Return every line from the records below in which the word "carving" is found.

______________________________

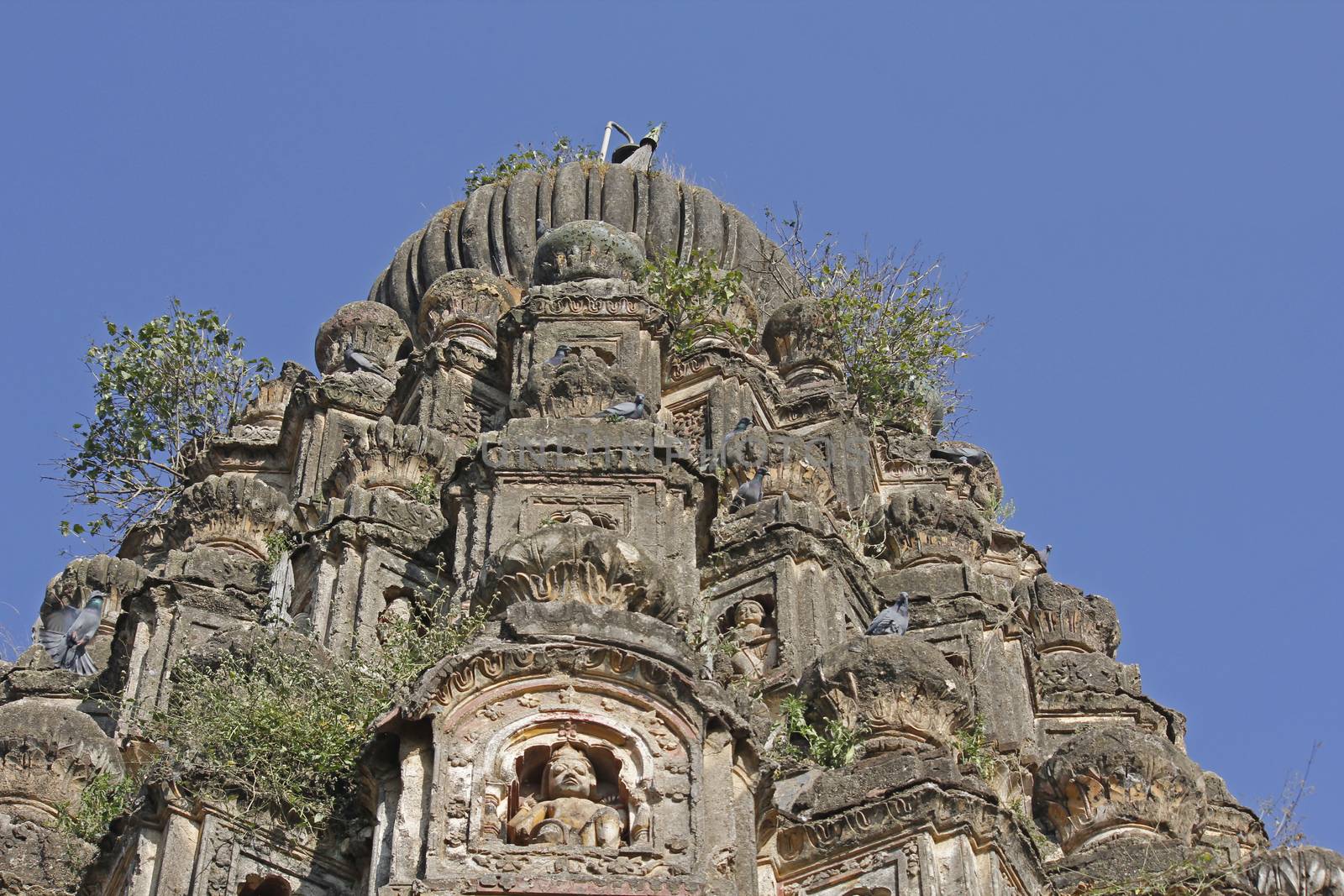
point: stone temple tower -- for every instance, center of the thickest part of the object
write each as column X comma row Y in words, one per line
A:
column 618, row 725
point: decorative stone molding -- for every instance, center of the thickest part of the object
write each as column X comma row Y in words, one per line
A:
column 799, row 342
column 394, row 457
column 1299, row 871
column 234, row 512
column 898, row 691
column 795, row 466
column 49, row 752
column 588, row 250
column 495, row 230
column 367, row 327
column 1112, row 781
column 1063, row 618
column 464, row 304
column 584, row 385
column 924, row 523
column 570, row 562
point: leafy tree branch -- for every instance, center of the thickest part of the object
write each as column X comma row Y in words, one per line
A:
column 160, row 394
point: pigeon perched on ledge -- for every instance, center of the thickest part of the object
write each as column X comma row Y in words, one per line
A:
column 561, row 354
column 750, row 490
column 625, row 410
column 894, row 620
column 358, row 360
column 974, row 457
column 67, row 631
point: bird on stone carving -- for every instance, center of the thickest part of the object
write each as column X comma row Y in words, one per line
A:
column 67, row 631
column 894, row 620
column 358, row 360
column 750, row 490
column 743, row 425
column 974, row 457
column 561, row 354
column 625, row 410
column 716, row 459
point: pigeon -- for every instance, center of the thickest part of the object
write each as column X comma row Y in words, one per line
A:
column 894, row 620
column 749, row 492
column 717, row 458
column 974, row 457
column 356, row 360
column 561, row 354
column 625, row 410
column 67, row 631
column 743, row 425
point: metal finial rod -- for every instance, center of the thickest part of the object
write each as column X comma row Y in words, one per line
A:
column 606, row 136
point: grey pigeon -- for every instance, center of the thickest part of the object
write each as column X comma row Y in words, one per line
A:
column 714, row 459
column 356, row 360
column 749, row 492
column 67, row 631
column 561, row 354
column 627, row 410
column 894, row 620
column 974, row 457
column 743, row 425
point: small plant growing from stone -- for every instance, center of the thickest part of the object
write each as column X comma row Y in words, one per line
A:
column 277, row 543
column 833, row 747
column 897, row 331
column 974, row 748
column 427, row 490
column 279, row 725
column 104, row 799
column 528, row 157
column 1000, row 508
column 161, row 392
column 699, row 298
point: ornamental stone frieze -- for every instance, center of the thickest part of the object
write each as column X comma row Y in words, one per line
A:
column 643, row 580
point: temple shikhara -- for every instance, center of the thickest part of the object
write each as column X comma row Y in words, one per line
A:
column 676, row 558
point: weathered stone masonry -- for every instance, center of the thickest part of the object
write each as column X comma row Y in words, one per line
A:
column 595, row 741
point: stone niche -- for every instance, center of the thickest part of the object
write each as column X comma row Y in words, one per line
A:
column 550, row 758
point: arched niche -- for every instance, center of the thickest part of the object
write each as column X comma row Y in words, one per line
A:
column 268, row 886
column 617, row 738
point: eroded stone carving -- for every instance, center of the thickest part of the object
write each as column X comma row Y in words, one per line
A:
column 900, row 692
column 573, row 562
column 568, row 812
column 465, row 305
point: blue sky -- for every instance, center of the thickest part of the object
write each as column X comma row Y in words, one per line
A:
column 1146, row 197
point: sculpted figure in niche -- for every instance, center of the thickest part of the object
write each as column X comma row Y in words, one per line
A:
column 568, row 813
column 756, row 651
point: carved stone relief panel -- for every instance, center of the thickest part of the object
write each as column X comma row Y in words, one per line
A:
column 555, row 765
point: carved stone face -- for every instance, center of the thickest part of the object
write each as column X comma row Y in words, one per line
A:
column 750, row 613
column 569, row 774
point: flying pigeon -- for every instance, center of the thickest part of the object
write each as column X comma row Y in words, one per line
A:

______________________________

* **Exercise result**:
point: bird on stone carving -- for every instance, center of the thickest part of the object
point: eroded stone carving -- for every instance, center of the thickest part of the object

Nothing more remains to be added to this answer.